**Task requirements**
A – List the six family practitioners that the passage on family practice physicians introduces, in the order in which they appear.
B – Reproduce the portion of the passage on family practice physicians starting at "Amy Richards discovered, well" and ending at "and equitable way.".

--- Provided passage ---

This specialty has the broadest range and the least depth of all the branches of medicine--and it is precisely what our country needs today: true primary care doctors. More of the nurse/doctors interviewed for this book were family practice physicians than any other specialty. Some of them chose this field long before they had even experienced other types of medicine, others chose it because they found it would most easily fit with their lives.
Maria Kramer wound up in New York, at a small inner city clinic, though she hadn't wanted to be in the Big Apple. Never an RN, Kramer was an LVN before she started her journey to become a doctor. The worst thing about the whole process for her was that the schooling and training are so rigorous they don't allow you to have a life, which she feels can't help but stunt the growth of medical practitioners.
Dr. P has been all over the country pursuing first a military career as a medical corpsman, then a nursing degree, and finally (when he was not accepted at any allopathic medical school), a Doctor of Osteopathy as the alternative to the more standard medical schooling. His underlying philosophy of patient care and education has guided his steps from the beginning.
Dr. Q would not have done it again. "It took a great financial and emotional toll, for very little payoff," she says. Her journey, too, led from one side of the country to the other--several times. Disillusioned now by the lack of satisfaction in every facet of her practice--pay, collegiality and content-Dr. Q considers the many sacrifices not worth the effort. She keeps her nursing license current.
Amy Richards discovered, well into her nursing career, that she could become a doctor, and that she was a lesbian. Hers is a unique perspective on practicing in a small community with her medical and personal partner. Richards would also like to participate in the larger decision-making going on in this country about the delivery of health care in a compassionate and yet cost-effective and equitable way.
Vicky Brownell went into medicine after being an ob-gyn nurse practitioner. During training she thought she'd like to be an ophthalmologist like her father. But fate had something different in store for her, and Vicky, "who always wanted a piece of power," has found it in family practice.
Gail Garrison has a remarkable talent: she's a natural speed reader. Otherwise, taking 16 hours of organic chemistry, physics, histology and embryology (all with labs) in premed classes and working 32 hours a week would probably not have been possible. Her work in a rural family practice in the South gives her a chance to be of real service to her patients.
These six family practitioners talk about many issues of great concern in medicine today--universal access to health care, attention to quality of life issues for dying patients, the necessity for a life of their own beyond medicine. There is a down-to-earth quality about their vision of medicine that must appeal to patients who are looking for a doctor who will really listen to what they have to say, and speak to them in understandable language. This may be the easiest medical field in which these former nurses can combine the elements of both caring and curing.

--- Excerpted data ---

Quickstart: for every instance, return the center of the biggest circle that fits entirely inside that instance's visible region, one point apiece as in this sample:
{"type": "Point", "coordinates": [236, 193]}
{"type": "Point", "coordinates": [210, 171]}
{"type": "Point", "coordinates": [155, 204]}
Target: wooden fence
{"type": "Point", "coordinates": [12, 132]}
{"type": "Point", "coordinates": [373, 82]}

---

**Expected responses**
A –
1. Maria Kramer
2. Dr. P
3. Dr. Q
4. Amy Richards
5. Vicky Brownell
6. Gail Garrison

B –
Amy Richards discovered, well into her nursing career, that she could become a doctor, and that she was a lesbian. Hers is a unique perspective on practicing in a small community with her medical and personal partner. Richards would also like to participate in the larger decision-making going on in this country about the delivery of health care in a compassionate and yet cost-effective and equitable way.